Instructions to follow =>
Set down every record below exactly as written.

Dataset entries =>
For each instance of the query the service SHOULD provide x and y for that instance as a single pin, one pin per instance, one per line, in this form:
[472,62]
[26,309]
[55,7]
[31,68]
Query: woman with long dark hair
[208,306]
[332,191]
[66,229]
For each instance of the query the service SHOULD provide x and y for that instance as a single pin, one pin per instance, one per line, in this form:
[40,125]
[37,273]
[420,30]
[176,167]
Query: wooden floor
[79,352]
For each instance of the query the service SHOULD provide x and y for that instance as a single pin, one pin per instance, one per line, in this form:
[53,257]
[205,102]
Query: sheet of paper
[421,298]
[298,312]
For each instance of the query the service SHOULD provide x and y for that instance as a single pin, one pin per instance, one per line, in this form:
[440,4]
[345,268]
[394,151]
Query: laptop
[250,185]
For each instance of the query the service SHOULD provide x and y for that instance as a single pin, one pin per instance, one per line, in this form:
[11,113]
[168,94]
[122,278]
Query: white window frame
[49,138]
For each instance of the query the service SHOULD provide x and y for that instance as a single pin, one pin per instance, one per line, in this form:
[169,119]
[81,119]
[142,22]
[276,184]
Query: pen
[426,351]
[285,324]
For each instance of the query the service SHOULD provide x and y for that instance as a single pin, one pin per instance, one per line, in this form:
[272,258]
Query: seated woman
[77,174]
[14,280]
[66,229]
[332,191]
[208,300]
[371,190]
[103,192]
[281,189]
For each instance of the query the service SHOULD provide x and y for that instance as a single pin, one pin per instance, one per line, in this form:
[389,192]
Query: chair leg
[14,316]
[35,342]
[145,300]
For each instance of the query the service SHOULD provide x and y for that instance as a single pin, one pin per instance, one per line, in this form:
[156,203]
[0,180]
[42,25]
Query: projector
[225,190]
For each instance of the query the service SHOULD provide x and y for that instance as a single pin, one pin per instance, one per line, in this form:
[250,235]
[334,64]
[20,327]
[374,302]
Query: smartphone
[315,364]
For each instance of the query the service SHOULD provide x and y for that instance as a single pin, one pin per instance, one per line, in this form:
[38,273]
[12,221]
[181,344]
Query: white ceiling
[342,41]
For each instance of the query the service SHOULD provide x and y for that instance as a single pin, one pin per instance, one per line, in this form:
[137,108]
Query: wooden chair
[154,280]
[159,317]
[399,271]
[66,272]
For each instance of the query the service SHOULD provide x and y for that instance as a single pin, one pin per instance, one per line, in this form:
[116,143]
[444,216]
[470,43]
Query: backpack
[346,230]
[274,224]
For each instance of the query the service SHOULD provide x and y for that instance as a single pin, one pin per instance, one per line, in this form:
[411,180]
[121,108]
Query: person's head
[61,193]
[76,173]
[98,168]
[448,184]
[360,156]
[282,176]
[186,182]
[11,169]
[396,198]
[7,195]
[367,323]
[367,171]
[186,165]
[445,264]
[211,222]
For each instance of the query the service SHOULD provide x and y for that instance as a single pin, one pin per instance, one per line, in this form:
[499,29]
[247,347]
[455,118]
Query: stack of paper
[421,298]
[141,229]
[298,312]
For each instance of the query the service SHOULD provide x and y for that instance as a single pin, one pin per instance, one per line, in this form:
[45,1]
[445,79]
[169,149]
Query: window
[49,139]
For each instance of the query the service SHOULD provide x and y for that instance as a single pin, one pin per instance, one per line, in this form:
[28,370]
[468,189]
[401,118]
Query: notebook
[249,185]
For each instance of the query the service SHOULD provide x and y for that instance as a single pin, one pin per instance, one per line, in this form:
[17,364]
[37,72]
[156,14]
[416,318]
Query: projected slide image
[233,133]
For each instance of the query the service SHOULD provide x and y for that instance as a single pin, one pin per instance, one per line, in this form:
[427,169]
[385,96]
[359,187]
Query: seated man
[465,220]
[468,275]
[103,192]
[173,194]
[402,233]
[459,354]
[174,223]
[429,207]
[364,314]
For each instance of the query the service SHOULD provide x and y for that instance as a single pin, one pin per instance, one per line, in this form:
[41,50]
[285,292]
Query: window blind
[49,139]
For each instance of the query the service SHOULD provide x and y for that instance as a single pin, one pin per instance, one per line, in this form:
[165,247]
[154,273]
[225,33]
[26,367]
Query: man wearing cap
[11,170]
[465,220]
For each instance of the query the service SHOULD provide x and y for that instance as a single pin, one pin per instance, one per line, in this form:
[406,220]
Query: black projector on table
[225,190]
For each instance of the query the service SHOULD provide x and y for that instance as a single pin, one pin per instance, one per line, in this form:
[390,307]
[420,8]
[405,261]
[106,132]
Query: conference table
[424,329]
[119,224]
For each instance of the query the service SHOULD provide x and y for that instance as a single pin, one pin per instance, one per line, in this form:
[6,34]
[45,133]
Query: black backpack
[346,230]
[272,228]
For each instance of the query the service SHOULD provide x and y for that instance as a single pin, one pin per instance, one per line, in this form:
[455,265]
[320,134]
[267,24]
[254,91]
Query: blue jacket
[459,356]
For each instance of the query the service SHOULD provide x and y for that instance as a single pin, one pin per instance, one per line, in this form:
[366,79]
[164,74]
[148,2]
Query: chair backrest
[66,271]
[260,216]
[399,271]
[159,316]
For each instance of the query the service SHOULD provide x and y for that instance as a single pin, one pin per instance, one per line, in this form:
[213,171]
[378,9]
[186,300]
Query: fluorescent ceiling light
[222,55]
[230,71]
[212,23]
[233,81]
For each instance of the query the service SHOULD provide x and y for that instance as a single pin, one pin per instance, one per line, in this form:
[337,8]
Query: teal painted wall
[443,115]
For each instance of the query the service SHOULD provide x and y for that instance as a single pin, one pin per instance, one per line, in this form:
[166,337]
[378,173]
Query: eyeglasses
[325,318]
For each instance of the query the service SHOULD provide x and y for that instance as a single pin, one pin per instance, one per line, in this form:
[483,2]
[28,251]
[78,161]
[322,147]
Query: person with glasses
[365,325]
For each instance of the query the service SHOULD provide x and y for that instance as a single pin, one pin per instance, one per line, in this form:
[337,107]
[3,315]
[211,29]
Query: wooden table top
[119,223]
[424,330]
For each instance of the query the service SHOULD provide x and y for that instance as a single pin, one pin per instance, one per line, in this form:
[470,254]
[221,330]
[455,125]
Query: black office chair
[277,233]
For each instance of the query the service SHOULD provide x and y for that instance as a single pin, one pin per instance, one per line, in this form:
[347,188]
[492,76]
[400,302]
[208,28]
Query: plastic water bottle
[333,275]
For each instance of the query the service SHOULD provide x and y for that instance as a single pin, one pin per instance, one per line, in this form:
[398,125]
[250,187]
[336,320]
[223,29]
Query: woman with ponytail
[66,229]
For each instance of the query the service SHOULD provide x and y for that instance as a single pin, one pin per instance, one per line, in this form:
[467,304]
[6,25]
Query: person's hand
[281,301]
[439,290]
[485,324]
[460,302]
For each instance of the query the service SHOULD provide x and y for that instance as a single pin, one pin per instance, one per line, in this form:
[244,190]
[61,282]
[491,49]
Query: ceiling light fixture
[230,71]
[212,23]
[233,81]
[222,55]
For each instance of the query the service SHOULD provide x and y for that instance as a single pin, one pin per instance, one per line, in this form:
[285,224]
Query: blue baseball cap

Expected output =>
For each instance of the query the service SHOULD provide x and y for that instance as a single pin, one pin per instance, one per line, in this form:
[472,62]
[26,309]
[55,7]
[31,68]
Query: woman with long dark hair
[208,306]
[332,191]
[66,229]
For each instance of the query the service SHOULD provide x and y for that instance as a single pin, one pin per instance, one per line, in this form:
[40,125]
[37,273]
[420,30]
[176,167]
Query: wooden floor
[79,352]
For each instance of the query the service SHOULD provide x and y for that instance as a single pin, one pin per instance, one per line, in this form:
[53,257]
[205,102]
Query: sheet of paper
[421,298]
[298,312]
For each instance of the query the service SHOULD provide x and y for that instance as a single pin, one pin per instance, one per line, in this form:
[440,4]
[345,268]
[394,151]
Query: laptop
[250,185]
For each instance of the query the service SHOULD provide x and y for that instance as a single pin, one pin per instance, one per line, in this form:
[11,113]
[168,94]
[122,278]
Query: white window frame
[49,138]
For each instance of the query the service SHOULD provide x and y for that instance as a single pin, one pin per instance, one per line, in this form:
[169,119]
[81,119]
[142,22]
[276,184]
Query: pen
[426,351]
[285,324]
For each instance of the query the service SHOULD provide x and y for that instance as a single pin, one pin per instance, one per line, in this form:
[272,258]
Query: seated woman
[77,174]
[14,280]
[66,229]
[332,191]
[208,300]
[371,190]
[103,192]
[281,189]
For each instance of the query the service SHOULD provide x and y for that instance as a single pin, one pin per instance, one per line, in this form:
[389,192]
Query: chair leg
[14,316]
[35,342]
[145,300]
For each instance of the query the service SHOULD provide x and y for that instance as a single pin, one pin per instance, one per line, in this form:
[156,203]
[0,180]
[42,25]
Query: projector
[225,190]
For each instance of the query the service SHOULD provide x and y for that instance as a single pin, one pin per instance, one per line, in this form:
[250,235]
[334,64]
[20,327]
[374,302]
Query: smartphone
[315,364]
For each instance of the query the service SHOULD provide x and y for that instance as a single pin, one pin per instance, one per line, in this form:
[38,273]
[12,221]
[181,344]
Query: white ceiling
[342,41]
For each instance of the query the service SHOULD provide x and y for that instance as a single pin, one pin per instance, one per line, in this form:
[137,108]
Query: wooden chair
[154,280]
[159,317]
[399,271]
[66,272]
For each instance of the query the service SHOULD provide x and y for that instance as a single pin, one pin per instance, one per line, in this form:
[116,143]
[444,216]
[470,43]
Query: backpack
[346,230]
[274,224]
For each instance of the query the service SHOULD provide x and y for that instance as a single pin, one pin per instance, one per line, in this form:
[411,180]
[121,108]
Query: person's head
[61,193]
[76,173]
[98,168]
[448,184]
[360,156]
[282,176]
[186,182]
[11,169]
[396,198]
[7,195]
[367,323]
[367,171]
[186,165]
[445,264]
[211,222]
For each instance of the query the service SHOULD provide x and y for that instance as a single pin, one pin per instance, one per line, in this form:
[499,29]
[247,347]
[455,118]
Query: stack of paper
[421,298]
[141,229]
[298,312]
For each instance of the query the service SHOULD provide x and y for that instance as a single pin, one pin per instance, one per line, in this form:
[45,1]
[445,79]
[169,149]
Query: window
[49,139]
For each instance of the query the service SHOULD provide x and y for that instance as a single pin, one pin per instance, one per line, in this form:
[28,370]
[468,189]
[401,118]
Query: notebook
[249,185]
For each instance of the query the service SHOULD provide x and y for that instance as a single pin, one pin per instance, one per line, in this form:
[17,364]
[37,72]
[156,14]
[416,318]
Query: projected slide image
[233,133]
For each instance of the query the service SHOULD provide x and y for that instance as a single pin, one pin per instance, one per line, in this form:
[427,169]
[385,96]
[359,187]
Query: seated man
[465,220]
[468,275]
[103,192]
[173,194]
[402,233]
[459,354]
[174,223]
[429,207]
[364,314]
For each instance of the query the service SHOULD provide x and y for that instance as a single pin, one pin per instance, one per line, in this form:
[41,50]
[285,292]
Query: window blind
[49,139]
For each instance of the query the service SHOULD provide x and y for that instance as a single pin, one pin per instance, one per line, in this form:
[165,247]
[154,273]
[225,33]
[26,367]
Query: man wearing cap
[11,170]
[465,220]
For each instance of the query the service SHOULD provide x and y for that instance as a single pin, one pin per instance, one per line, in this form:
[406,220]
Query: black projector on table
[225,190]
For each instance of the query the service SHOULD provide x and y for that instance as a single pin, one pin per instance, one per line, in this form:
[390,307]
[420,8]
[405,261]
[106,132]
Query: conference table
[424,329]
[119,224]
For each instance of the query the service SHOULD provide x and y for that instance as a single pin, one pin per instance, one per line, in this form:
[6,34]
[45,133]
Query: black backpack
[346,230]
[272,228]
For each instance of the query the service SHOULD provide x and y for that instance as a single pin, one pin per instance, one per line, in this form:
[455,265]
[320,134]
[267,24]
[254,91]
Query: blue jacket
[459,356]
For each instance of the query the service SHOULD provide x and y for that instance as a single pin, one pin per instance, one per line, in this form:
[366,79]
[164,74]
[148,2]
Query: chair backrest
[66,271]
[260,216]
[399,271]
[159,316]
For each instance of the query the service SHOULD provide x and y for that instance as a single pin, one pin per instance, one per line, in this form:
[213,171]
[378,9]
[186,300]
Query: fluorescent ceiling light
[222,55]
[230,71]
[212,23]
[233,81]
For each instance of the query the service SHOULD provide x and y for that instance as a single pin, one pin per instance, one per line, in this form:
[337,8]
Query: teal painted wall
[443,115]
For each instance of the query the service SHOULD provide x and y for that instance as a single pin, one pin per instance, one per line, in this form:
[166,337]
[378,173]
Query: eyeglasses
[325,318]
For each instance of the query the service SHOULD provide x and y for that instance as a single pin, one pin per instance, one per line, in this form:
[483,2]
[28,251]
[78,161]
[322,147]
Query: person with glasses
[365,325]
For each instance of the query the service SHOULD provide x and y for that instance as a single pin, one pin per instance, one per line, in this form:
[337,107]
[3,315]
[211,29]
Query: wooden table top
[119,223]
[424,330]
For each instance of the query the service SHOULD provide x and y for that instance as a single pin, one pin per instance, one per line, in this form:
[470,254]
[221,330]
[455,125]
Query: black office chair
[277,233]
For each instance of the query the service SHOULD provide x and y for that instance as a single pin, one pin per instance, one per line, in this form:
[347,188]
[492,76]
[400,302]
[208,28]
Query: plastic water bottle
[333,275]
For each instance of the query the service SHOULD provide x and y for that instance as a single pin, one pin per instance, one per line, in this form:
[398,125]
[250,187]
[336,320]
[223,29]
Query: woman with ponytail
[66,229]
For each instance of the query the service SHOULD provide x and y for that instance as a single pin, one pin per instance, one per line, in this form:
[467,304]
[6,25]
Query: person's hand
[281,301]
[439,290]
[485,324]
[460,302]
For each instance of the query the service SHOULD provide x and y for that instance as a single pin, one pin per instance, one per line, in this form:
[244,190]
[61,282]
[491,49]
Query: ceiling light fixture
[230,71]
[212,23]
[233,81]
[222,55]
For each instance of the query the service SHOULD provide x and y for that instance as a single pin, one pin per instance, one per line, in this form:
[285,224]
Query: blue baseball cap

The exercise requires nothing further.